WHAT TO WORK ON
Work out how many lines in the entries below include the word "pane", and give only that figure.

━━━━━ EXTRACTED INFORMATION

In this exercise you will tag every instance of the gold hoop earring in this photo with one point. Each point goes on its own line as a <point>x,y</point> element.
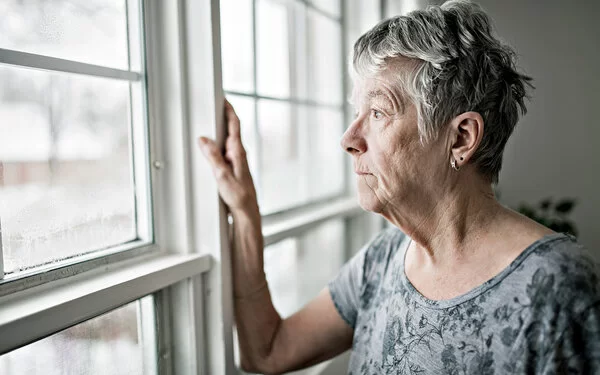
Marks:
<point>453,164</point>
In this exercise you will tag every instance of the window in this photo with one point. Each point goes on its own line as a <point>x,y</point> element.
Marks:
<point>284,65</point>
<point>113,243</point>
<point>113,343</point>
<point>282,70</point>
<point>97,262</point>
<point>71,109</point>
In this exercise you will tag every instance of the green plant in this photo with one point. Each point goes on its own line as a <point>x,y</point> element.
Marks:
<point>552,214</point>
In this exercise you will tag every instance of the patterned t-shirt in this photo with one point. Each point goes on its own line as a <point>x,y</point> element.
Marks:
<point>540,315</point>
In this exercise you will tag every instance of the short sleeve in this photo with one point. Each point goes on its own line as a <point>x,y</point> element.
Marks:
<point>345,288</point>
<point>578,349</point>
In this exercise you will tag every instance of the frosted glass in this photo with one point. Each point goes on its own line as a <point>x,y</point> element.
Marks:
<point>324,172</point>
<point>325,69</point>
<point>108,344</point>
<point>297,269</point>
<point>273,60</point>
<point>236,45</point>
<point>282,181</point>
<point>91,31</point>
<point>330,6</point>
<point>66,176</point>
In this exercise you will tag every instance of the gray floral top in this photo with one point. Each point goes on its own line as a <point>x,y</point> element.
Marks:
<point>541,315</point>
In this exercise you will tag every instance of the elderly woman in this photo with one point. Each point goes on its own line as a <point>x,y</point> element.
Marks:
<point>460,284</point>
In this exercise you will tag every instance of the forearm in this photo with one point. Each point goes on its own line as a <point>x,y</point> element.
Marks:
<point>256,319</point>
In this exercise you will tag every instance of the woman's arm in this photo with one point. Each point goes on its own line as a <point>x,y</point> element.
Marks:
<point>268,343</point>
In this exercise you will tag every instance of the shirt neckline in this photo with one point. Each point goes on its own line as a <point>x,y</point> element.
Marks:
<point>480,289</point>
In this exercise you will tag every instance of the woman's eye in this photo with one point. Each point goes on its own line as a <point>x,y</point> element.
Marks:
<point>377,115</point>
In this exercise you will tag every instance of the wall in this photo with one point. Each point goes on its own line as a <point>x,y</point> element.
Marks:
<point>555,150</point>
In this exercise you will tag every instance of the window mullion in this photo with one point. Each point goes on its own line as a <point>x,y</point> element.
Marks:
<point>1,248</point>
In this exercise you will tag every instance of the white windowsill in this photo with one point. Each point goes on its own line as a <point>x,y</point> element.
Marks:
<point>49,308</point>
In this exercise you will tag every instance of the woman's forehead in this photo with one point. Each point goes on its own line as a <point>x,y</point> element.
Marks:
<point>374,88</point>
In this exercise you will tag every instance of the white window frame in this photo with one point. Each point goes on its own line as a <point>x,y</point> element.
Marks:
<point>187,267</point>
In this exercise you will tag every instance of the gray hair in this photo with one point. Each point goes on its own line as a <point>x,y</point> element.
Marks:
<point>458,65</point>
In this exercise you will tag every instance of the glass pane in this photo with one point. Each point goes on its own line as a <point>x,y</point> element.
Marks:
<point>91,31</point>
<point>109,344</point>
<point>324,172</point>
<point>282,184</point>
<point>325,67</point>
<point>244,107</point>
<point>298,269</point>
<point>237,45</point>
<point>273,62</point>
<point>66,186</point>
<point>330,6</point>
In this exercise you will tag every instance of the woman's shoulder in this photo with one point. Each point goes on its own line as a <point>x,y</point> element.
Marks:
<point>562,267</point>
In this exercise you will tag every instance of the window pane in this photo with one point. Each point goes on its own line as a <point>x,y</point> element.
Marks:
<point>273,60</point>
<point>281,160</point>
<point>236,45</point>
<point>324,172</point>
<point>325,67</point>
<point>244,108</point>
<point>109,344</point>
<point>91,31</point>
<point>67,185</point>
<point>299,268</point>
<point>330,6</point>
<point>301,159</point>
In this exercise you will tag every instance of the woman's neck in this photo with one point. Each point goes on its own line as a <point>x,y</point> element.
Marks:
<point>449,227</point>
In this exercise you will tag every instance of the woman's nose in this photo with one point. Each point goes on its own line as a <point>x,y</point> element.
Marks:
<point>353,141</point>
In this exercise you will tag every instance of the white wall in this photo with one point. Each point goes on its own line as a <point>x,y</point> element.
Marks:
<point>555,150</point>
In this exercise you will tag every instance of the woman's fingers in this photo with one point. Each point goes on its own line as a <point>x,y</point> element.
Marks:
<point>233,121</point>
<point>235,152</point>
<point>220,167</point>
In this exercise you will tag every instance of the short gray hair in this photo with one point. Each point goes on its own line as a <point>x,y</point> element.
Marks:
<point>459,65</point>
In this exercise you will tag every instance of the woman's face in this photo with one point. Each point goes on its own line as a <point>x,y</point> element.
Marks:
<point>395,172</point>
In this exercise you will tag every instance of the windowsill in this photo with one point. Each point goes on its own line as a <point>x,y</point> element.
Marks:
<point>54,306</point>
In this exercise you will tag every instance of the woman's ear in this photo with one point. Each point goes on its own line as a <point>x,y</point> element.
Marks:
<point>467,129</point>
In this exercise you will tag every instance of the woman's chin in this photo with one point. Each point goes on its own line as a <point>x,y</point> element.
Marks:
<point>369,202</point>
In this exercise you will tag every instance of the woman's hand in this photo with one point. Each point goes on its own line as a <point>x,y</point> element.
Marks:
<point>231,170</point>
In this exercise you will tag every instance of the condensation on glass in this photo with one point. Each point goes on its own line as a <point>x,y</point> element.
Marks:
<point>298,268</point>
<point>91,31</point>
<point>114,343</point>
<point>68,183</point>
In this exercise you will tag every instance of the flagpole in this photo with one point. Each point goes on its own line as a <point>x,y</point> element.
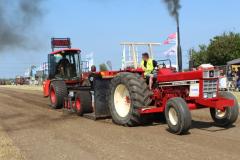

━━━━━━━━━━

TASK RESPONSE
2